Records contained in a dataset
'''

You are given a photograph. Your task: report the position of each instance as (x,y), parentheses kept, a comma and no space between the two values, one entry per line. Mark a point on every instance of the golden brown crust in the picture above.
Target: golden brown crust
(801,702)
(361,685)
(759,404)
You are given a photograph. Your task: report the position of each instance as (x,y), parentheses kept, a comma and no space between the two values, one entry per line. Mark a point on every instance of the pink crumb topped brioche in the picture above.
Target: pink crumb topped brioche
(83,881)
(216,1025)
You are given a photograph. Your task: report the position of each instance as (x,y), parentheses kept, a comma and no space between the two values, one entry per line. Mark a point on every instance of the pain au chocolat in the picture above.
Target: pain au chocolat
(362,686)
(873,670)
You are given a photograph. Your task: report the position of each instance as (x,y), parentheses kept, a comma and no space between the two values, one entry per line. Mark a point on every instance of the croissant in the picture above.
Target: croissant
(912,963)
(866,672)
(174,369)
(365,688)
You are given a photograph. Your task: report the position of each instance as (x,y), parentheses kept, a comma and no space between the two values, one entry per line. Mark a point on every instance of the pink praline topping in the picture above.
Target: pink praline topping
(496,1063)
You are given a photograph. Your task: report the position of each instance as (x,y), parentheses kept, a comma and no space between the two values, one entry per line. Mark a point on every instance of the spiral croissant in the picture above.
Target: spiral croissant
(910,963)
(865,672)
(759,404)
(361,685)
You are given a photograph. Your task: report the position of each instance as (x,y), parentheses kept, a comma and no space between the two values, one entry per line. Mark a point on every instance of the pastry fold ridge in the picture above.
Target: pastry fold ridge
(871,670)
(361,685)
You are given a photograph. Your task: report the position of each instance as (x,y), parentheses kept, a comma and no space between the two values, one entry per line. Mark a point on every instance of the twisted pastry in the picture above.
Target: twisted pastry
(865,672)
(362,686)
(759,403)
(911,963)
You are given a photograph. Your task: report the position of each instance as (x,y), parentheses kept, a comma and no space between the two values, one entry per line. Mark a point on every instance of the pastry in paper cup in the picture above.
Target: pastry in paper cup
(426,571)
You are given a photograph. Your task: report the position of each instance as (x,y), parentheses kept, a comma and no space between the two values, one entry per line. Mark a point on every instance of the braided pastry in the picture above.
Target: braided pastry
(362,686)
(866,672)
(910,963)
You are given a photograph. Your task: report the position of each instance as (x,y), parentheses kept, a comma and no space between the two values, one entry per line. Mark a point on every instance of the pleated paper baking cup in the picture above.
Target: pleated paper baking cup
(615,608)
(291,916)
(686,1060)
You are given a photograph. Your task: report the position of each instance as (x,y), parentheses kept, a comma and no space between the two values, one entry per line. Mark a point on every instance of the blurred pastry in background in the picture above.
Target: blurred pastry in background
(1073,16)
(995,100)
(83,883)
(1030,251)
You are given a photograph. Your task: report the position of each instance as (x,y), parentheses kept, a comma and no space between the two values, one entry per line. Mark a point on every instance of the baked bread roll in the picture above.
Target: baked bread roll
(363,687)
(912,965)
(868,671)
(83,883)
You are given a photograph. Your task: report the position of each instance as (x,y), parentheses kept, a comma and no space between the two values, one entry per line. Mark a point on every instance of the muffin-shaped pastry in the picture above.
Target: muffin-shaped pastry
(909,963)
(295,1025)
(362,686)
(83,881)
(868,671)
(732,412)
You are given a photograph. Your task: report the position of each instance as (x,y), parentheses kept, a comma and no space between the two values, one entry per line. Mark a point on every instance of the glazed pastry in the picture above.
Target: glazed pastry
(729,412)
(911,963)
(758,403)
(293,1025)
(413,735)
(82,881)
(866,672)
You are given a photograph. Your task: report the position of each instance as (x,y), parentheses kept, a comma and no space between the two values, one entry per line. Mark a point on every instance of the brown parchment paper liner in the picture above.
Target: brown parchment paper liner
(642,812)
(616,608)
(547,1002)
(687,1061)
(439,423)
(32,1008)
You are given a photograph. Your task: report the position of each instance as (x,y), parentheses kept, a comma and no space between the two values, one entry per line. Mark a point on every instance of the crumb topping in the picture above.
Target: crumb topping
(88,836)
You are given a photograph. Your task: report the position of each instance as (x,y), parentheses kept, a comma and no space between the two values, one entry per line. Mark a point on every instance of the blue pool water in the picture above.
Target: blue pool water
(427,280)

'''

[Work required]
Reproduce every single entry above exactly.

[Reply to the exercise]
You are given a photograph. Your task: report the position of each instance as (x,y), parentheses kept, a comma and no space between the two values, one entry per line. Mark a point on every instance of the golden brown crust in the picture above.
Target: golden brown crust
(801,702)
(361,685)
(759,404)
You are given a photograph. Your task: report the position of each instance as (x,y), parentheses kept, a comma and no space between the two values, one entry per line. Mark a point on every instance of the pink crumb topped brioche in the picture above.
Target: pink crumb topped brioche
(83,881)
(216,1025)
You are given a photograph. Your task: report the position of each instance as (x,y), parentheses kept, a comma and no space between the two values, one entry per line. Mark a point on every instance of the pain au chocolat in the picture above.
Target: pain au chocolat
(362,686)
(873,670)
You are given a photograph. Your task: report the position of each instance as (x,y), parentheses kept, a comma and no space between the two values, one entry per line. Mark a point on every instance of the croissant in the picture above.
Target: croissant
(912,963)
(866,672)
(174,369)
(365,688)
You are given a photograph. Your task: report the position of each instance as (x,y), parentheses kept, a comma and no space between the two values, one entry per line. Mark a point on every instance of the pink praline topping in the picture above.
Target: pink praline topping
(496,1063)
You are given a photograph. Your task: report the position of each instance as (x,y), parentheses kept, a comma and no space between the two values, one entry per line. Mark a point on every instance of the spiral croissant in the picture above.
Target: spiral croissant
(910,963)
(865,672)
(759,404)
(361,685)
You are given a photograph. Your task: report the position of each instance as (x,y), parentheses kept, a comma and no space between the two values, one entry per line. Mark a point on every instance of the pastry fold ridge in the picture above.
Target: pastry fold ridge
(871,670)
(361,685)
You are given a photograph. Your task: report the position of each instance as (x,y), parentheses kept, a comma and no space between the two values, one entry per line. Mark a point on every instance of the twisted pastry in the picture above.
Target: twisted pastry
(865,672)
(362,686)
(759,403)
(911,963)
You are given a photograph. Your task: report the position of each instance as (x,y), parentheses kept, a comma and no space between the two values, one entry per line. Mark a point on every instance of the pastry in paper cup in the picture above.
Target: pastry in paper cup
(426,571)
You are given a photograph. Your task: report the position of each instance as (x,y), parentheses kept, a comma and no space between the two values, one entry per line. Mark a point on every instance of the braided pastry in the picture above.
Target: braided pastry
(362,686)
(866,672)
(910,963)
You are given a photograph. Your task: report the position of each instance as (x,y), parentheses kept, a comma and no space between the two values, one entry per line. Mark a point on every instance of the pleated paper baking cup in the picture above.
Target: pleated paper baking cup
(615,608)
(291,916)
(686,1060)
You are given a photograph. Your task: report the position of each instance as (x,y), parentheses kept, a comma and no space between the two values, one entry per line. Mark a point on every instance of the blurred pastry in background in the picture above.
Target: blurred pastry in background
(1073,16)
(995,100)
(83,883)
(1030,251)
You are given a photograph. Your task: report the position of each instance as (x,y), parentheses kept, a comma and no space between the two values, one entry per line. Mark a point on every instance of the baked bread roll in the picture above.
Target: baked bread roll
(363,687)
(912,965)
(868,671)
(83,883)
You are given a photograph. Your task: report the position of each instance as (x,y), parentheses kept, a comma and no space between the two values, one entry per line. Mark a point on every instance of the muffin-shaped pastry in the picture above.
Target: muffin-shaped pastry
(909,963)
(295,1025)
(362,686)
(83,881)
(868,671)
(732,412)
You are given a photograph. Your task: report the position of each instance as (x,y), parentheses kept, a comma and no space between the two values, one entry per line. Mark a point on every instance of the glazed pastry in the picture above.
Target: glazed pastry
(729,412)
(911,963)
(758,403)
(293,1025)
(413,735)
(82,881)
(866,672)
You are given a photograph. Your task: report the position of each instance as (x,y), parentheses kept, a comma and no space between the two values, one entry per line. Mark a point on every instance of the brown parchment paper liner in the picture above.
Target: brown parchment paper liner
(642,812)
(616,608)
(547,1002)
(687,1061)
(439,423)
(32,1008)
You are given a photograph. Your task: report the position of each instance as (x,y), parentheses kept, a comma and no space between the two values, one entry per line. Mark a point on every instance of the crumb topping in the picture above.
Target: crumb topping
(88,836)
You are given a photograph. Your task: report the position of each instance as (x,y), parentheses kept, a comma and no space between the two values, one entry per line. Mark a point on every instance of the blue pool water in the picture above.
Target: blue pool water
(427,280)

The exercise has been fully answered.